Extracted records

----------

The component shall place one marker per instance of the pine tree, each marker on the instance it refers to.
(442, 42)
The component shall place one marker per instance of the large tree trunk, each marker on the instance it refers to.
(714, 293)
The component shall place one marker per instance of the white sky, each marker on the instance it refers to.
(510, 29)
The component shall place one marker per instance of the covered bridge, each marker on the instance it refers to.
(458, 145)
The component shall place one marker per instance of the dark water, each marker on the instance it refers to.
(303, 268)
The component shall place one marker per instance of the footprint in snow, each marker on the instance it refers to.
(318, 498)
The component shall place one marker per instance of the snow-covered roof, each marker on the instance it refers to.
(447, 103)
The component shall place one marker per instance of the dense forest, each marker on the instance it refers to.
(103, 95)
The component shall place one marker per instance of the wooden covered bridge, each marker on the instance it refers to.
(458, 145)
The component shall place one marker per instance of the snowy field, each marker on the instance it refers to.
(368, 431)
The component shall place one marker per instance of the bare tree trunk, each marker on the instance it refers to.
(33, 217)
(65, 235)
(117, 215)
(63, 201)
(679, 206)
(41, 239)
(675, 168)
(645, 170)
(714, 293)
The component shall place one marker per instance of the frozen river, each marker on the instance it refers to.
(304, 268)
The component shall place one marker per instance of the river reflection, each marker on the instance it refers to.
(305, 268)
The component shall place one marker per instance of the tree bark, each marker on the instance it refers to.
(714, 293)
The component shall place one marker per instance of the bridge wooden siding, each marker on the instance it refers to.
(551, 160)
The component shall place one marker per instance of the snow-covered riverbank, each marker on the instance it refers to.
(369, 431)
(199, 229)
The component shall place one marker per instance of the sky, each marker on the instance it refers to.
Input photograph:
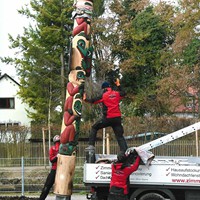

----------

= Problem description =
Rewrite the items as a Markdown table with the columns n and Line, one numbered row per line and no blank lines, starting at the line that contains "The component shall place one marker per instance of the bridge" and ending at the end of the items. Leave the pictures out of the table.

= Result for this exercise =
| n | Line |
|---|---|
| 1 | The component shall place one marker per instance of the bridge wooden siding, each marker on the instance it refers to. |
| 2 | (551, 160) |
| 3 | The component shall place one marker per instance of the snow-covered riverbank, each marker on the instance it refers to. |
| 4 | (369, 431) |
| 5 | (199, 229) |
| 6 | The component shall place one marker per instance of the sky, each marker on the instance it refers to. |
| 7 | Input photograph: |